With the line containing "sample | (198,106)" as the start and the line containing "sample | (128,81)" as the end, transcribe that span of the entries below exactly, including both.

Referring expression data
──────────────────────────────
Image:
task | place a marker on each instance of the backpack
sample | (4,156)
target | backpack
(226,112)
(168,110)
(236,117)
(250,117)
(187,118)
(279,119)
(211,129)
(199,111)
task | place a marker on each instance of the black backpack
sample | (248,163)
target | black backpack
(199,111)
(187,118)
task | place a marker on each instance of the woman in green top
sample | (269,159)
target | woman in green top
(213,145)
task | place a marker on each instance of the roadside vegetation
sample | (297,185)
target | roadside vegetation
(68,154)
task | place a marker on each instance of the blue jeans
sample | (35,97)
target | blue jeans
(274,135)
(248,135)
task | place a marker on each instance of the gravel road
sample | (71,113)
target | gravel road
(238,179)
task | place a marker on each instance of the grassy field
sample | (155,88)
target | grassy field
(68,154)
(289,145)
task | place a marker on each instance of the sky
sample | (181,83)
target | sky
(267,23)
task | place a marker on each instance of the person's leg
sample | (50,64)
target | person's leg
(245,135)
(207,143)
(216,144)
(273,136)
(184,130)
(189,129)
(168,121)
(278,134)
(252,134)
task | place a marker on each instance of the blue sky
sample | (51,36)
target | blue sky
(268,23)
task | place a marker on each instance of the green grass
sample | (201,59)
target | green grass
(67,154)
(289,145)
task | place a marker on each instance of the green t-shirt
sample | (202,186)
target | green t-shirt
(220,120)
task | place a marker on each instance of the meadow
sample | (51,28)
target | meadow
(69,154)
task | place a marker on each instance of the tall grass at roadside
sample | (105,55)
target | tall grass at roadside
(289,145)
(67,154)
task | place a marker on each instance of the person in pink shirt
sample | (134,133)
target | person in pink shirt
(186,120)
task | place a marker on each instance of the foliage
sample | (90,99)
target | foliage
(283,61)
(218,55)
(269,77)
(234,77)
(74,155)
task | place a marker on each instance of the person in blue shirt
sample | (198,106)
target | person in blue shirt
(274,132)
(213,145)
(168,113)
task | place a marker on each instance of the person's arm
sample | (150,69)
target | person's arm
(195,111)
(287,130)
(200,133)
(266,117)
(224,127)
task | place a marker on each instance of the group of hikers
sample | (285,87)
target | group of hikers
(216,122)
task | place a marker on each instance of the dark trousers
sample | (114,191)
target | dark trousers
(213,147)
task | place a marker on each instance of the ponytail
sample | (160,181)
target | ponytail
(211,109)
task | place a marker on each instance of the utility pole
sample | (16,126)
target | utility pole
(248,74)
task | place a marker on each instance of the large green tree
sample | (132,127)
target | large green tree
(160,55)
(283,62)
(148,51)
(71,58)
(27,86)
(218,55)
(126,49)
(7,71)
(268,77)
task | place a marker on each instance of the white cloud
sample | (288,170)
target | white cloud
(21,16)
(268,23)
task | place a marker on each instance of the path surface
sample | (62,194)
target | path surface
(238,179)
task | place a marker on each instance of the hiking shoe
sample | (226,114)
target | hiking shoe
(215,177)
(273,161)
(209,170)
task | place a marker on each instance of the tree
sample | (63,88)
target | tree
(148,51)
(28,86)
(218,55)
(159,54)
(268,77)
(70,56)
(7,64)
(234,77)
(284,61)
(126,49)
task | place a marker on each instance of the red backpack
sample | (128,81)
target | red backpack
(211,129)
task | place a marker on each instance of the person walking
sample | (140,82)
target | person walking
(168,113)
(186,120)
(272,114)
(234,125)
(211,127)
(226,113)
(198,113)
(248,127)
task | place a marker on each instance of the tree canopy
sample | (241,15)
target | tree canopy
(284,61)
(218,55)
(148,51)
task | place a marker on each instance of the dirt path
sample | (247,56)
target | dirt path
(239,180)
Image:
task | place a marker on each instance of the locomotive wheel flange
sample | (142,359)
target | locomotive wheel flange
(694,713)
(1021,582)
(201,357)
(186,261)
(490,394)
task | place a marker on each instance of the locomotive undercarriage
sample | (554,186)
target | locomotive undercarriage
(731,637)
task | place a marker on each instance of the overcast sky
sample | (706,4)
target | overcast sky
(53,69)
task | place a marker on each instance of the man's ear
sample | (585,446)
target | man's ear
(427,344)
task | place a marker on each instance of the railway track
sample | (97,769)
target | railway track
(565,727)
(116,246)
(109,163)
──────────────────────────────
_COMPLETED TASK_:
sample | (198,106)
target | person in blue shirt
(274,132)
(213,145)
(168,113)
task | place a marker on each instance of the person's arm
sample | (150,69)
target | person's arm
(195,111)
(287,130)
(200,133)
(266,117)
(224,127)
task | place a marker on each instance of the group of hikers
sample | (285,87)
target | group of hikers
(216,122)
task | place a marker on each instance of the dark trousers
sample | (114,191)
target | dark trousers
(213,147)
task | place a marker on each instance of the ponytail
sample | (160,181)
target | ponytail
(211,109)
task | place a marker on each instance of the utility pole
sample | (16,126)
target | utility pole
(248,74)
task | place a marker on each instance of the large green tree
sample | (132,127)
target | large green tree
(160,55)
(283,62)
(148,51)
(71,58)
(27,86)
(218,55)
(126,49)
(7,71)
(268,77)
task | place a marker on each instance of the white cloud
sample | (288,170)
target | white cloud
(21,16)
(268,23)
task | place a marker on each instance of the path surface
sample | (62,194)
target | path surface
(238,179)
task | place a marker on each instance of the hiking shoe
sample | (226,114)
target | hiking shoe
(215,177)
(273,161)
(209,170)
task | place a marker on each instance of the tree
sample | (63,88)
target | tree
(148,51)
(28,86)
(218,55)
(159,54)
(268,77)
(70,56)
(7,64)
(234,77)
(284,61)
(126,49)
task | place a marker on each instance of the red backpack
sample | (128,81)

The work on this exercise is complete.